### [About this exercise]
Every line of the material must be given again verbatim. Skip the images.
•••••
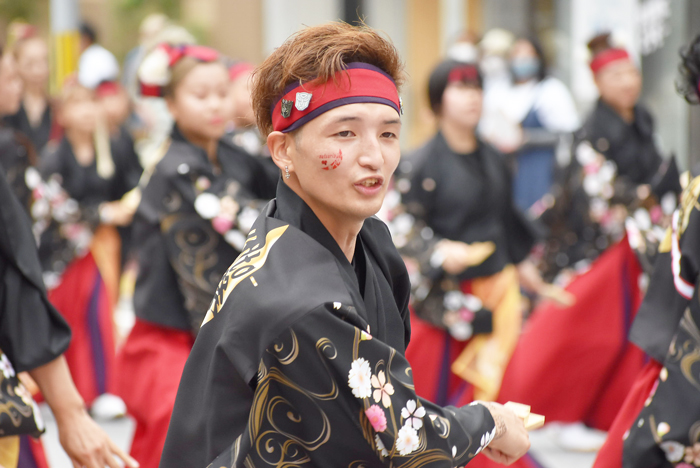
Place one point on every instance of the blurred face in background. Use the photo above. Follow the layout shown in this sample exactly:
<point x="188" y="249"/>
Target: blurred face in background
<point x="461" y="105"/>
<point x="10" y="86"/>
<point x="33" y="63"/>
<point x="79" y="110"/>
<point x="524" y="62"/>
<point x="115" y="105"/>
<point x="620" y="84"/>
<point x="241" y="102"/>
<point x="200" y="102"/>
•••••
### [Exercise solution]
Place one point on every instance of the blurred face in background. Use the photo above. Follow the layout shown in this sample exactly:
<point x="188" y="249"/>
Target: blurred face in background
<point x="461" y="105"/>
<point x="10" y="86"/>
<point x="33" y="63"/>
<point x="79" y="110"/>
<point x="524" y="62"/>
<point x="115" y="105"/>
<point x="620" y="84"/>
<point x="241" y="102"/>
<point x="200" y="102"/>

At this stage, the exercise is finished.